GIVEN INSTRUCTION: In the data below, start at the line that has "Exercise. Point out the distant mountain" and stop after the line that has "(1305, 665)". Rewrite those lines, substituting "meadow" for every "field" and keeping all else the same.

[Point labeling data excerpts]
— START —
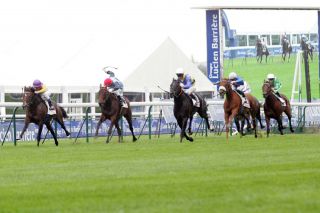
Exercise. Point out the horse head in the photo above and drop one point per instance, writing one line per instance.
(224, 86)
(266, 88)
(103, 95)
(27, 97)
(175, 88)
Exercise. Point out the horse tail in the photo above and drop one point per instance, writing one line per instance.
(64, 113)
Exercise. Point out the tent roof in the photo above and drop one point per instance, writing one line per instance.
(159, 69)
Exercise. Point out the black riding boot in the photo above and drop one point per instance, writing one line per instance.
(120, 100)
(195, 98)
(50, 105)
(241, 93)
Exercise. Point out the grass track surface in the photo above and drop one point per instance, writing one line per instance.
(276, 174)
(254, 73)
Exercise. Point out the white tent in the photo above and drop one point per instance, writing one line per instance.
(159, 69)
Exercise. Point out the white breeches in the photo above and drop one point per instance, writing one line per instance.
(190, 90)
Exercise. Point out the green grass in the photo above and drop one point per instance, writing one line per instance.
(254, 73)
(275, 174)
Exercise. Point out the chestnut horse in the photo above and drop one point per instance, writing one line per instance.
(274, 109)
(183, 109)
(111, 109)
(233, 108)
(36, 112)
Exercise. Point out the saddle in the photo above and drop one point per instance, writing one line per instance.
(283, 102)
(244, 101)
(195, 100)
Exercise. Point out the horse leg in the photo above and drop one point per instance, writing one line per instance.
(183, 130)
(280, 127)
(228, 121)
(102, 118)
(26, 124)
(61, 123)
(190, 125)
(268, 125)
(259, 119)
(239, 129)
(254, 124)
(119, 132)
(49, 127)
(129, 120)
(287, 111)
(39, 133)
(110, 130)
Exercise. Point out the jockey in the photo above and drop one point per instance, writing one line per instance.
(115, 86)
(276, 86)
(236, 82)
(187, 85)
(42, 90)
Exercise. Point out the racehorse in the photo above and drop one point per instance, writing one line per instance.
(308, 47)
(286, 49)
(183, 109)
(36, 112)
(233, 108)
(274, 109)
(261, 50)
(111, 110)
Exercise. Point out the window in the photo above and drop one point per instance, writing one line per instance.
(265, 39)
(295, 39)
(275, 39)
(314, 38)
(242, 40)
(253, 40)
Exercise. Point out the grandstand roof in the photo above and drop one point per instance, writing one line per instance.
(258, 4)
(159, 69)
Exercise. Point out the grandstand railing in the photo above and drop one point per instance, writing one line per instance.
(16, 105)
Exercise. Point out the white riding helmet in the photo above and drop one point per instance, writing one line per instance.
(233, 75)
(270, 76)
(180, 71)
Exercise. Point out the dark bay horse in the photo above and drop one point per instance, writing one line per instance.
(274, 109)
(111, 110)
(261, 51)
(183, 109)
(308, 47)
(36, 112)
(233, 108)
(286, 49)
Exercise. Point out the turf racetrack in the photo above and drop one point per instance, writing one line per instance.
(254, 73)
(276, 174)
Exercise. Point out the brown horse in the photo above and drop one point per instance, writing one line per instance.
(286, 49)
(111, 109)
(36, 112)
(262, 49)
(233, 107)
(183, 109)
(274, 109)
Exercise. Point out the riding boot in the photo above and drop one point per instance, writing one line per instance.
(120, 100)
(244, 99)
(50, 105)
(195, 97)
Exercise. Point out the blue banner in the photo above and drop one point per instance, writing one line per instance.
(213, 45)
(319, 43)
— END —
— START —
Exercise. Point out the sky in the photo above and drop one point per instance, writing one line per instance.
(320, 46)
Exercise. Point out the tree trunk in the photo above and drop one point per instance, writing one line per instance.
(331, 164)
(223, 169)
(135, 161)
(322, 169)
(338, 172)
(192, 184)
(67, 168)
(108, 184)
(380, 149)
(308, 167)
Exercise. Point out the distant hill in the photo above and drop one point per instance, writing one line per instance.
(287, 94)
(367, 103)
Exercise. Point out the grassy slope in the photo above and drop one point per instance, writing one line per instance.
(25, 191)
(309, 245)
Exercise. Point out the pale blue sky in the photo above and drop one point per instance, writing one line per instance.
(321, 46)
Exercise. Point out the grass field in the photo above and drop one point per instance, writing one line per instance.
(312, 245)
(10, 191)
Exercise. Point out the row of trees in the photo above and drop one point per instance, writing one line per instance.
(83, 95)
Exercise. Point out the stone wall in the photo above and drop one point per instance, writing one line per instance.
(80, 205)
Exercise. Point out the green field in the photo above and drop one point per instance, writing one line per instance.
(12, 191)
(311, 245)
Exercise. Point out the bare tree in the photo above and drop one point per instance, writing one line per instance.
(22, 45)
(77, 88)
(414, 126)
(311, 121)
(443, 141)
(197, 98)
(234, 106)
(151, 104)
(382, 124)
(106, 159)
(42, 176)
— END —
— START —
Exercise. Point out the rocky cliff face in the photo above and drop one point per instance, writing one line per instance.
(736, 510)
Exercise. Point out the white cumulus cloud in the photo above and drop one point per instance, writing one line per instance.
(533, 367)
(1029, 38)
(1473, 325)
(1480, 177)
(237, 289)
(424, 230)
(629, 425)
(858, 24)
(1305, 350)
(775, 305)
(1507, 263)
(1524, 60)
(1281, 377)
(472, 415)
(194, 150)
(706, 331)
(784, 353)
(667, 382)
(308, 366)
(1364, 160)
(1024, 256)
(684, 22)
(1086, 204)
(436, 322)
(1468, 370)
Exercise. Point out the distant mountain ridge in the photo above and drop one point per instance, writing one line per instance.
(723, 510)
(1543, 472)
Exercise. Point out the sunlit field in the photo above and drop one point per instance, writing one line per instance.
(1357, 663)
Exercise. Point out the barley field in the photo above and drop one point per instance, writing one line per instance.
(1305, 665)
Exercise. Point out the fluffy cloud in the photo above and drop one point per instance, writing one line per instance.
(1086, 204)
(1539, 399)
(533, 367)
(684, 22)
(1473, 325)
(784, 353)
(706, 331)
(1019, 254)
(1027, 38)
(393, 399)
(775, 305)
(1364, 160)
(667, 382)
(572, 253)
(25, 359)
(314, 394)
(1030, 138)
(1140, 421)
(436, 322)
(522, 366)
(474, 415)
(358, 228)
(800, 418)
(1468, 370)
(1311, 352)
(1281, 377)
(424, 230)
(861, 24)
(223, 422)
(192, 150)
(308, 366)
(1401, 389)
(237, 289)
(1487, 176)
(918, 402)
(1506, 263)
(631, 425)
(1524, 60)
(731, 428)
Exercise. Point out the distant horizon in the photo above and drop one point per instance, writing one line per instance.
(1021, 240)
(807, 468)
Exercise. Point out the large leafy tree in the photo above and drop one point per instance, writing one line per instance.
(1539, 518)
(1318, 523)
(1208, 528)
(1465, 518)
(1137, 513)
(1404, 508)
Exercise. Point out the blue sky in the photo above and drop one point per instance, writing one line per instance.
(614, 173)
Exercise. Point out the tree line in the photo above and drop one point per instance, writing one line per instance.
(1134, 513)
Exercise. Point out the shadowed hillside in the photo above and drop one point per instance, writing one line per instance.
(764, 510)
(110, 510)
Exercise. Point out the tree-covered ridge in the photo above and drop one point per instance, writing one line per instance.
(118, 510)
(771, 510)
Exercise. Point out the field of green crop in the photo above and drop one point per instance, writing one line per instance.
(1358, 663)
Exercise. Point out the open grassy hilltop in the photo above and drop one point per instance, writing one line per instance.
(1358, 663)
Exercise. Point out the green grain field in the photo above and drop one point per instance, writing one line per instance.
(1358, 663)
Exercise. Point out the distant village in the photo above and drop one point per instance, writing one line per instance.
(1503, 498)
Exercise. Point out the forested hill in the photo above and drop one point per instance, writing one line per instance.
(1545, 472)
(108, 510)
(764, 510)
— END —
TASK SOLUTION:
Exercise. Point out the distant mountain ridge in the photo above and drop one point per instance, writing one line per instance.
(723, 510)
(1543, 472)
Exercise. Point out the sunlit meadow in the photo above and drop one point per instance, writing one line per instance.
(1357, 663)
Exercise. Point out the barley meadow in the photo above and drop one point per instance, writing one line per instance.
(1305, 665)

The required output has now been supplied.